** Goal **
Only the lines from the line containing "# locate concrete patio" to the end of the entries should be repeated, exactly as they appear.

------

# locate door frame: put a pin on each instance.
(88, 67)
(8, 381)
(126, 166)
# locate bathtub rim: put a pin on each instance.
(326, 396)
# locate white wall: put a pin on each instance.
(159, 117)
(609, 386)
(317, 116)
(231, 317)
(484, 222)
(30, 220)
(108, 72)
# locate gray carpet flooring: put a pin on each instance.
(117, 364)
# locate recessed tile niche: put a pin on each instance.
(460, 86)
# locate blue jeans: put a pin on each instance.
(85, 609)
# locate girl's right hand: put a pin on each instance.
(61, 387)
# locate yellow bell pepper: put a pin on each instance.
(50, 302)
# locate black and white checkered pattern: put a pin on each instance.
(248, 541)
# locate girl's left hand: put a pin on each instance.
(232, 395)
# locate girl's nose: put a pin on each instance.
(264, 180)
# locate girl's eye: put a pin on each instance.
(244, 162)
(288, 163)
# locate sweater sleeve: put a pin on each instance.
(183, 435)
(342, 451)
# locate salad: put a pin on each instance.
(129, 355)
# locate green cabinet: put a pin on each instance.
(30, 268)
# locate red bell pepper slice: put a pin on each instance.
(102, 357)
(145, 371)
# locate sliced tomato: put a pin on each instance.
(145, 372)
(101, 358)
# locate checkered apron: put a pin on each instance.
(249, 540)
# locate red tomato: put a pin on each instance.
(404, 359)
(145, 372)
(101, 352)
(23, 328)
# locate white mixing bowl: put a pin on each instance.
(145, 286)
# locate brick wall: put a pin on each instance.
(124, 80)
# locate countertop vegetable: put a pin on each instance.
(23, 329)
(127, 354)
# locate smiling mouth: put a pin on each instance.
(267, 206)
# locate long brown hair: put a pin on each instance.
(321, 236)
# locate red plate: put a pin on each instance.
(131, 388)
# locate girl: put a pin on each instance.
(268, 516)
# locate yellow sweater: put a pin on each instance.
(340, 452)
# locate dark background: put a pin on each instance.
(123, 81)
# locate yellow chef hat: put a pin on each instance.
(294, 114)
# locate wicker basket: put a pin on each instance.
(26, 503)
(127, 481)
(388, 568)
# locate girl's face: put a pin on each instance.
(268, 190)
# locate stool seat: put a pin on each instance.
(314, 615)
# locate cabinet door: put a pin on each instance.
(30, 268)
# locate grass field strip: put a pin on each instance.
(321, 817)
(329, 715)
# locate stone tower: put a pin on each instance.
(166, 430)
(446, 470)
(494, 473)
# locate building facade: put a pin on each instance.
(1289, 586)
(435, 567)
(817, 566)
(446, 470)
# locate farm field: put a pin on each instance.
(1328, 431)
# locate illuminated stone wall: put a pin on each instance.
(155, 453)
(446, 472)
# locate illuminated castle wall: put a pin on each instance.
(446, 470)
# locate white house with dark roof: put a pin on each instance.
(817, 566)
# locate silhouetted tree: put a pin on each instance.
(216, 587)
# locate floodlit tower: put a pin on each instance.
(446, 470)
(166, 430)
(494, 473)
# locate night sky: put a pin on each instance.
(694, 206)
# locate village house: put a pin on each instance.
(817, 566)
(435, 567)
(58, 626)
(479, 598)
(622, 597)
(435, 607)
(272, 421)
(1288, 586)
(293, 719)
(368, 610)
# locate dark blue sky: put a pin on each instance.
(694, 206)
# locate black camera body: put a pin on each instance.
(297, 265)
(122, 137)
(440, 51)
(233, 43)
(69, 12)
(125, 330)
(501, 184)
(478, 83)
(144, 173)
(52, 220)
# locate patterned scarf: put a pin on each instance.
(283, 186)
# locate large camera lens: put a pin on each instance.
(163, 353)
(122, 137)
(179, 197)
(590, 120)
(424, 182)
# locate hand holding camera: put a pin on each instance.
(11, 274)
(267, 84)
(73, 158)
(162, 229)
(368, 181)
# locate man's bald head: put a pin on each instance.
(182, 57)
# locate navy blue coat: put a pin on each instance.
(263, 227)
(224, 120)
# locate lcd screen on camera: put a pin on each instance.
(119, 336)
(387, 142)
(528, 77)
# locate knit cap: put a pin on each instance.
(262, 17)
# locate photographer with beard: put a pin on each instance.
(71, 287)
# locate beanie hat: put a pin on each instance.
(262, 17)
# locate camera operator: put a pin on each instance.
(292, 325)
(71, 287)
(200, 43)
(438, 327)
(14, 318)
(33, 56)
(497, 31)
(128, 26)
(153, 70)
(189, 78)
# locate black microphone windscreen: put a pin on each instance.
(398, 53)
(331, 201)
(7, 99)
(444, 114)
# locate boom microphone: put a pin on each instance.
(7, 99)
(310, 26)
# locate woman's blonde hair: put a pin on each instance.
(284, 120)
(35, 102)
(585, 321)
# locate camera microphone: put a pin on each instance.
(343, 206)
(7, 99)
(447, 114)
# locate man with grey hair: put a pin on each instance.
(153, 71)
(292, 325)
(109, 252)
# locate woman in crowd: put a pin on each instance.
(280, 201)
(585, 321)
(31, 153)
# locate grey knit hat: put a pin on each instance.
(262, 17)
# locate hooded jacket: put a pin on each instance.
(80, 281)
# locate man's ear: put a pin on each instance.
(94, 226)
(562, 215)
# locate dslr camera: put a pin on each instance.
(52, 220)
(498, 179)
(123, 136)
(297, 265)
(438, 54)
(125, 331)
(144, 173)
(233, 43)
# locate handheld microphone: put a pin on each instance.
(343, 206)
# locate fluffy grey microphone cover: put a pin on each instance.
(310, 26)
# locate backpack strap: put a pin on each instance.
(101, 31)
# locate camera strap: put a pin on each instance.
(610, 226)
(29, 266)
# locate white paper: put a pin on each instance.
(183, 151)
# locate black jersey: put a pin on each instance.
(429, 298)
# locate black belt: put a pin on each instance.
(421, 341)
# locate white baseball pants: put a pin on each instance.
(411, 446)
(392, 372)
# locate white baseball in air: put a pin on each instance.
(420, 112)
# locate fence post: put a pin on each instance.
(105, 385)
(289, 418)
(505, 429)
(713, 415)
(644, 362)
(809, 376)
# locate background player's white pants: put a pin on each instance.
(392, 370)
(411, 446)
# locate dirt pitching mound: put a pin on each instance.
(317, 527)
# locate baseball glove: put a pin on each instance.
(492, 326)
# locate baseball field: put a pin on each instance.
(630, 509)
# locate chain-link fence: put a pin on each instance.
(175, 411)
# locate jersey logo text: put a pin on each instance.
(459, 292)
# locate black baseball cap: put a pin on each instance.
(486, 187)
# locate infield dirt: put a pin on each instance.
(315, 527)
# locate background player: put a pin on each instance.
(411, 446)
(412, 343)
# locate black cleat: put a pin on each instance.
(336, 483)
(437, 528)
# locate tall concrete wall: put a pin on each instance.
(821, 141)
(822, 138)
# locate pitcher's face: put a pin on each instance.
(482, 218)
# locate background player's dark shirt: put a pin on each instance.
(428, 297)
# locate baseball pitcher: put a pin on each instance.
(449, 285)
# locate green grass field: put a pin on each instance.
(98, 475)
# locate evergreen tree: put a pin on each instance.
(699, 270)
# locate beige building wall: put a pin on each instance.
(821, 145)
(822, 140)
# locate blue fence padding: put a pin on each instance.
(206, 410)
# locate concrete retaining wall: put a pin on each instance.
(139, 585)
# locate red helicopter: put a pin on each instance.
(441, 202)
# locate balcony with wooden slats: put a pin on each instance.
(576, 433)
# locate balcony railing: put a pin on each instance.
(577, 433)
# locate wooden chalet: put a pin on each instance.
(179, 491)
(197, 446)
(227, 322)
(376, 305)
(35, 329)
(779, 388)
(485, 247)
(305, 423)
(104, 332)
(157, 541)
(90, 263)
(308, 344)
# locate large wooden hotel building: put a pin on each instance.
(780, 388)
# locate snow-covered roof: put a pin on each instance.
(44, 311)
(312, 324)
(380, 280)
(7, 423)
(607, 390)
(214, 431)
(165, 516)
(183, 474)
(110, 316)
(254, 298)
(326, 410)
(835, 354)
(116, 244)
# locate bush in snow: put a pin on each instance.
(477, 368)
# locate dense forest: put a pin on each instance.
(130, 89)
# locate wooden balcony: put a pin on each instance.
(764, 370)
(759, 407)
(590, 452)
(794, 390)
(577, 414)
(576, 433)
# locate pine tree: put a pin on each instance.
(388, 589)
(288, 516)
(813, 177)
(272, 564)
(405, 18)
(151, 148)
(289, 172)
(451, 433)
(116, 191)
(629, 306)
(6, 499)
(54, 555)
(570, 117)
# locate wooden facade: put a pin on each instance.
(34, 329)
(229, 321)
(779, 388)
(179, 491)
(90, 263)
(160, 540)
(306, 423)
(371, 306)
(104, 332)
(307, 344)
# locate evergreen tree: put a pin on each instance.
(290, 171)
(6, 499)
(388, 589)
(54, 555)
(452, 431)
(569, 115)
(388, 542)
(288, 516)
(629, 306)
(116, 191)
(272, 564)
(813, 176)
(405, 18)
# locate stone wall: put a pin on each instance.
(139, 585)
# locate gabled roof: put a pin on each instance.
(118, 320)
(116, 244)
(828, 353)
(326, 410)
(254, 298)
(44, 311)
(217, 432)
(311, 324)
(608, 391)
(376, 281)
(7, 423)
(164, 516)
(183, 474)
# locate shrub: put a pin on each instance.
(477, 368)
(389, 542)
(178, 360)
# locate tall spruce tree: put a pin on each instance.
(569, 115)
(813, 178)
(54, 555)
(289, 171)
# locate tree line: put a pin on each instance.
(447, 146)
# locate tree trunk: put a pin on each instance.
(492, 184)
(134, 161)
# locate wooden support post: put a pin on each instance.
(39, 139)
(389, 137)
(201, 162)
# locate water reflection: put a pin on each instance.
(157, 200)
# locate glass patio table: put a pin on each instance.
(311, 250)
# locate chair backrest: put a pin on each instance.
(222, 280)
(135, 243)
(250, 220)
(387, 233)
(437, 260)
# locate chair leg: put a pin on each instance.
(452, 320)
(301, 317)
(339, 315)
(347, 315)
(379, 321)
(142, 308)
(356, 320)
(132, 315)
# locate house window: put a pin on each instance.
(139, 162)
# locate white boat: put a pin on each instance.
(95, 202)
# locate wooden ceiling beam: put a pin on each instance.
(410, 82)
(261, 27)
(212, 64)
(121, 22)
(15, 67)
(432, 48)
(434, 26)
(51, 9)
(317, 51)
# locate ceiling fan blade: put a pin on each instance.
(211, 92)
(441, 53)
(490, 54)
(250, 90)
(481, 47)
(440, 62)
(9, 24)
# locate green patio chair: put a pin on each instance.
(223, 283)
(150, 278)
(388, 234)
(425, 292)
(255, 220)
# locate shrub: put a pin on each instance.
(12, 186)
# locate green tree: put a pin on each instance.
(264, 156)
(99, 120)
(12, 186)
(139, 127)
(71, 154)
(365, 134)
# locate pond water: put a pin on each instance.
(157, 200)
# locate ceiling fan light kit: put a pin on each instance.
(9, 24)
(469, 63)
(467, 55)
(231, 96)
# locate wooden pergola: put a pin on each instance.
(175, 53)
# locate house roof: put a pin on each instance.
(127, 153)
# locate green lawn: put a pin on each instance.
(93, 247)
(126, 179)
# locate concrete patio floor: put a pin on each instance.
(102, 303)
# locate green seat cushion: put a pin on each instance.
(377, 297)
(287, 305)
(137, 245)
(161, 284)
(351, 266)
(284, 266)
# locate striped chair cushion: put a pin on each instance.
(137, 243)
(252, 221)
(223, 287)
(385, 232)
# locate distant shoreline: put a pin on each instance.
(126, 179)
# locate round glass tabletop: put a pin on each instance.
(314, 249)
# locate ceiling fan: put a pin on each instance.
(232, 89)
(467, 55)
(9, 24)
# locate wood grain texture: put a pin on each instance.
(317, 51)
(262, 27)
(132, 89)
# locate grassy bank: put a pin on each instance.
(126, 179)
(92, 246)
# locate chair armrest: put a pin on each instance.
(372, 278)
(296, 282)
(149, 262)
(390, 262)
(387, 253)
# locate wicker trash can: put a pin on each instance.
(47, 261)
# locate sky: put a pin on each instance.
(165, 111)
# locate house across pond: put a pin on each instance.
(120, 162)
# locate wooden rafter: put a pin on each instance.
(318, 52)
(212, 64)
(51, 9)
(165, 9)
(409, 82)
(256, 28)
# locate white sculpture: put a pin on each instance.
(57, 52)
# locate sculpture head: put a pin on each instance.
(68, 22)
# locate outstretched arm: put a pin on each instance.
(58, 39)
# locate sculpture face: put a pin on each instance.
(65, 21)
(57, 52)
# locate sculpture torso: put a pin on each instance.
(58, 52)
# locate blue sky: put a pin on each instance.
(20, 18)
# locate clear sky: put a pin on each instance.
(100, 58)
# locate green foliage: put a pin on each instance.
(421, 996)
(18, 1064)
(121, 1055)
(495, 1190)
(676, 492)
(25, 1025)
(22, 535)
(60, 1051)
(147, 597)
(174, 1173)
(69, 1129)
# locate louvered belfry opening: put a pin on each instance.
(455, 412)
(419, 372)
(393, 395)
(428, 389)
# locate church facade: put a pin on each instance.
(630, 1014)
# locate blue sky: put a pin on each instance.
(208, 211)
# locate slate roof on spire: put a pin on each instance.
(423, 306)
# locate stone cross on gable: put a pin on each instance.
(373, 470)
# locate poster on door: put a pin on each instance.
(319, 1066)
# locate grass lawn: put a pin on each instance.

------

** Reply to the task **
# locate concrete patio floor: put a pin on each instance.
(102, 303)
# locate green seat cushion: put a pin on each instance.
(377, 297)
(287, 305)
(137, 245)
(161, 284)
(351, 266)
(284, 266)
# locate striped chair cushion: put a pin on each instance.
(137, 243)
(252, 221)
(223, 287)
(385, 232)
# locate distant shoreline: put a pin on each instance.
(126, 179)
# locate round glass tabletop: put a pin on each instance.
(314, 249)
# locate ceiling fan: put a pin on each instance.
(232, 89)
(467, 55)
(9, 24)
# locate wood grain texture: put a pin on each instance.
(317, 51)
(262, 27)
(132, 89)
# locate grassy bank: put a pin on each instance.
(126, 179)
(92, 246)
# locate chair armrest: put a pin on each instance.
(372, 278)
(296, 282)
(149, 262)
(390, 262)
(387, 253)
# locate wicker trash can: put a pin on each instance.
(47, 261)
# locate sky: put a pin on each instance.
(165, 111)
# locate house across pond: put a pin on each instance.
(120, 162)
# locate wooden rafter: put a pin on each instance.
(318, 52)
(212, 64)
(51, 9)
(165, 9)
(409, 82)
(256, 28)
# locate white sculpture: put a pin on each instance.
(57, 52)
# locate sculpture head: put a pin on each instance.
(68, 22)
# locate outstretched arm: put a pin on each instance.
(58, 39)
# locate sculpture face: put a pin on each instance.
(65, 21)
(57, 52)
# locate sculpture torso: put a pin on each instance.
(58, 52)
# locate blue sky: put a pin on each instance.
(20, 18)
# locate clear sky: put a pin on each instance.
(100, 58)
# locate green foliage: put a pin on each instance.
(421, 996)
(18, 1064)
(121, 1055)
(495, 1190)
(676, 492)
(25, 1025)
(22, 535)
(60, 1051)
(147, 597)
(174, 1173)
(69, 1129)
# locate louvered belfry opening: put a pin on each instance.
(455, 412)
(419, 372)
(393, 395)
(428, 389)
# locate church facade: put a pin on each instance.
(630, 1014)
# locate blue sky: put a pin on each instance.
(208, 211)
# locate slate roof on spire: put a pin on each instance.
(423, 306)
# locate stone cross on gable: put a pin on each instance.
(373, 470)
# locate poster on door: put a pin on each instance.
(319, 1066)
# locate grass lawn: put a pin on each instance.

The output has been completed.